WORK TO COMPLETE :: Can you rewrite the stretch from the line containing "Exercise. Find the small" through the line containing "pixel 100 75", swapping "Target" for "Object" and keeping everything else the same? Give back only those lines.

EXTRACTED ENTRIES ::

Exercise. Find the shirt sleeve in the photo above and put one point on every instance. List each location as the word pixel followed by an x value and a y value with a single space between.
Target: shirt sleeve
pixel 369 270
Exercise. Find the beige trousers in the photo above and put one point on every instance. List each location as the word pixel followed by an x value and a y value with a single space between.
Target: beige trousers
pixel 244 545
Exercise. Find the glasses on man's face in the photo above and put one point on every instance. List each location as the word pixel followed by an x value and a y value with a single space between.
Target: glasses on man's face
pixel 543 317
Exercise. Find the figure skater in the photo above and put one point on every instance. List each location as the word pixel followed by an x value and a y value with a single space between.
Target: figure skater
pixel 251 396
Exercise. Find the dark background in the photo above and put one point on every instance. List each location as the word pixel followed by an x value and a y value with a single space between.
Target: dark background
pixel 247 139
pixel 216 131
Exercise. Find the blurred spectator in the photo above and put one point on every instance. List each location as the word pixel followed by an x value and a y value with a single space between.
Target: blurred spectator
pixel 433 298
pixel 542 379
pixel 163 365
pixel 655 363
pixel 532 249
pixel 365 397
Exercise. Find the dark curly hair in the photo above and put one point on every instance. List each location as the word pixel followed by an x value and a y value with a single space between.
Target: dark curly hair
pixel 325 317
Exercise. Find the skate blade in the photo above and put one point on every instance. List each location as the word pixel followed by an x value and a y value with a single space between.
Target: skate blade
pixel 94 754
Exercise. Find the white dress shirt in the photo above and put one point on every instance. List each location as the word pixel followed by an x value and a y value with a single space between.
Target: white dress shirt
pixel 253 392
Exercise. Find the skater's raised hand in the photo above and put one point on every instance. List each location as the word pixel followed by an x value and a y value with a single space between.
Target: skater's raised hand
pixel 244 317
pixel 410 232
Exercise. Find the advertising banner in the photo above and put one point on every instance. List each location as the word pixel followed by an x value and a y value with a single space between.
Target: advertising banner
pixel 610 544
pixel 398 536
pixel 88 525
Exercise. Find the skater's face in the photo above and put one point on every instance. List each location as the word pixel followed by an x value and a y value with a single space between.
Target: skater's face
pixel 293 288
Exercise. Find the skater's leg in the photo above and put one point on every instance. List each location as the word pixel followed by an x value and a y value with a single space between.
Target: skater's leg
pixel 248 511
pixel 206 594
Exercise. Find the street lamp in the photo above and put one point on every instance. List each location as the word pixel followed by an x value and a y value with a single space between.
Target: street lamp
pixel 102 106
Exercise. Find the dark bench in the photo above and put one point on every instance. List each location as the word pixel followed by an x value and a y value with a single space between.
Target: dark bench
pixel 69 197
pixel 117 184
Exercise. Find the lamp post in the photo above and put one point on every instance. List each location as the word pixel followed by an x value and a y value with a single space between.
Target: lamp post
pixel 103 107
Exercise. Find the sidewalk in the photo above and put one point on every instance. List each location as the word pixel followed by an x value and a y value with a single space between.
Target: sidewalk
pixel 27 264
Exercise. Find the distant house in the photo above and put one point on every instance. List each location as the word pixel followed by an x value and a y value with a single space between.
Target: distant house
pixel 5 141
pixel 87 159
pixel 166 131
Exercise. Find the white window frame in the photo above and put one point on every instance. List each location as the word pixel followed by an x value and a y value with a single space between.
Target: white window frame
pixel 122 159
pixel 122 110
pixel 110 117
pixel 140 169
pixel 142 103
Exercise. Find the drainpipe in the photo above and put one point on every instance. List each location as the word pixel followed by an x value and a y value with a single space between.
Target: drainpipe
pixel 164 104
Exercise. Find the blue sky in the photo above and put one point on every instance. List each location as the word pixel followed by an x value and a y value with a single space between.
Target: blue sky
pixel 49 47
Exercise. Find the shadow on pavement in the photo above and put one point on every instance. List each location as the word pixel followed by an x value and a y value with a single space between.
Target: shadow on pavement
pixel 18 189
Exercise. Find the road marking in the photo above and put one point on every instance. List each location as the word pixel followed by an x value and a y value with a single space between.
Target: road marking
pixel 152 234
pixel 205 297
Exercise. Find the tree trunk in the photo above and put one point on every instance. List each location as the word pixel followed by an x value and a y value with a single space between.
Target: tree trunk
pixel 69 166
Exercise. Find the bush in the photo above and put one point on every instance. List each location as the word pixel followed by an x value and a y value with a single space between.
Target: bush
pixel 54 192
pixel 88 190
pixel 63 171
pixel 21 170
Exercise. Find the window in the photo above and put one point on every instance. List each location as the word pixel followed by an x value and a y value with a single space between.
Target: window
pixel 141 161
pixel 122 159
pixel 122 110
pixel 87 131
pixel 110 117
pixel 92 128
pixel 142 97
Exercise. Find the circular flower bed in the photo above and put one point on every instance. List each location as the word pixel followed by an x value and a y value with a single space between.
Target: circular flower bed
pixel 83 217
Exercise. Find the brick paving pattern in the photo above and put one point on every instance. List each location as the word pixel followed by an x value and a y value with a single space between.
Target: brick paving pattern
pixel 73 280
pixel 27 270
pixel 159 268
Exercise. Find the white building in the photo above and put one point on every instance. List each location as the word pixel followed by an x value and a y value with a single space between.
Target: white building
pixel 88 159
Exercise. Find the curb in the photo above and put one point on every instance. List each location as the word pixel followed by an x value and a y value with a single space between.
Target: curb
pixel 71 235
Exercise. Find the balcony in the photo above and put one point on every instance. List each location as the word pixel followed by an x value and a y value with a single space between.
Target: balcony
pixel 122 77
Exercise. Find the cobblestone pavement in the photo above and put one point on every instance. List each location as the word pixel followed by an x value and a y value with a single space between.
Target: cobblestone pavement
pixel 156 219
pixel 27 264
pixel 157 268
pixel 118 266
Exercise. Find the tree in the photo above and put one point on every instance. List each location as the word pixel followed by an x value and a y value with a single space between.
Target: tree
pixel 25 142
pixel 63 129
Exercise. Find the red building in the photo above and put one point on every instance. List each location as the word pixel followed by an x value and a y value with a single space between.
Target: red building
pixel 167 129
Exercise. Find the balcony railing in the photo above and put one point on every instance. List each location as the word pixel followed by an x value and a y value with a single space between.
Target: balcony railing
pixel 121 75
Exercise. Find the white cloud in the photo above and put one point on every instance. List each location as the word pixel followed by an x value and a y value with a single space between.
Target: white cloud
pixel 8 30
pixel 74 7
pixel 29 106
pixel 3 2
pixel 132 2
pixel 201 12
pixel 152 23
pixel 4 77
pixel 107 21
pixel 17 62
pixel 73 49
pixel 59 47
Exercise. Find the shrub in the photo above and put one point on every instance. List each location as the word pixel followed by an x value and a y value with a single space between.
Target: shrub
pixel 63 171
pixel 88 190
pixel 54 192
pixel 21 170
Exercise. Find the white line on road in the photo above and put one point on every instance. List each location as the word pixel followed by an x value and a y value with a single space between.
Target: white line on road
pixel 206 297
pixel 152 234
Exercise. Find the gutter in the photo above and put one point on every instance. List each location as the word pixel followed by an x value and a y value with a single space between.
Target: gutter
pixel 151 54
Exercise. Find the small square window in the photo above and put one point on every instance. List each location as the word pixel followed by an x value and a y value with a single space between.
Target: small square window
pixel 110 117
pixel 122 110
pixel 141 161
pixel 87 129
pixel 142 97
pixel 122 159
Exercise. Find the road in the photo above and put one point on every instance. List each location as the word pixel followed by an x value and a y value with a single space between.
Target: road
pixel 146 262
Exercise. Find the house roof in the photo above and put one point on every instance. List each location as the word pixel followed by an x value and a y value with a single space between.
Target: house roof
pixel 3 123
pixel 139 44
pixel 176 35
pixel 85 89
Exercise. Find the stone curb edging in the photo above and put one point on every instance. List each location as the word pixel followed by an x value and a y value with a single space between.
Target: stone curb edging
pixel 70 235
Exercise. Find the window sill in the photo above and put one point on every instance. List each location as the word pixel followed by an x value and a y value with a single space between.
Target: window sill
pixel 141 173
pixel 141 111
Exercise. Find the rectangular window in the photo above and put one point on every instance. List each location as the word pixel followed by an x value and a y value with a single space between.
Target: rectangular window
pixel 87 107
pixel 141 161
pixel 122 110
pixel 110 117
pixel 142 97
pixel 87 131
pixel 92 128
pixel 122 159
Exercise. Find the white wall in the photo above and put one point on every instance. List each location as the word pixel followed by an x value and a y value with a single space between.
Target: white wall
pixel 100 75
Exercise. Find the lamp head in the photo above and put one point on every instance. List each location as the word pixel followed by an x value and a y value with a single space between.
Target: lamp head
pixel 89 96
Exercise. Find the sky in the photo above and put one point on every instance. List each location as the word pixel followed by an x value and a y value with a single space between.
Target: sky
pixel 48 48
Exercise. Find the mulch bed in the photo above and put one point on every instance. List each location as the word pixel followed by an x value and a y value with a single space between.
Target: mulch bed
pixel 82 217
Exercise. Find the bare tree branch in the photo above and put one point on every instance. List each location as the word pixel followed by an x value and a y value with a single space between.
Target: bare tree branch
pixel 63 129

TASK ANSWER ::
Exercise. Find the small square window in the photo above and put one point on every instance. List each location as the word pixel followed by an x value and a y value with a single space between.
Object: small square window
pixel 110 117
pixel 122 110
pixel 141 161
pixel 87 129
pixel 142 97
pixel 122 159
Exercise. Find the road in the photo above and put one point on every instance. List each location as the word pixel followed by an x value and a y value with a single space between.
Object: road
pixel 146 262
Exercise. Find the house roof in the photo above and put one point on every instance. List each location as the word pixel followed by an x value and a y value with a single space between.
Object: house roof
pixel 3 123
pixel 139 44
pixel 176 35
pixel 85 89
Exercise. Find the stone curb edging in the photo above and put one point on every instance. List each location as the word pixel followed by an x value and a y value with a single space between.
Object: stone curb edging
pixel 70 235
Exercise. Find the window sill in the photo above and put one point on every instance. List each location as the word pixel followed by an x value and a y value with a single space between.
Object: window sill
pixel 141 173
pixel 141 111
Exercise. Find the rectangular window in the photo above and put one point on every instance. List each location as the word pixel followed by an x value and a y value with a single space between.
Object: rectangular window
pixel 87 107
pixel 141 161
pixel 122 110
pixel 110 117
pixel 142 97
pixel 87 131
pixel 92 128
pixel 122 159
Exercise. Find the white wall in the photo above and put one point on every instance. List each location as the word pixel followed by an x value and a y value with a single space between.
Object: white wall
pixel 100 75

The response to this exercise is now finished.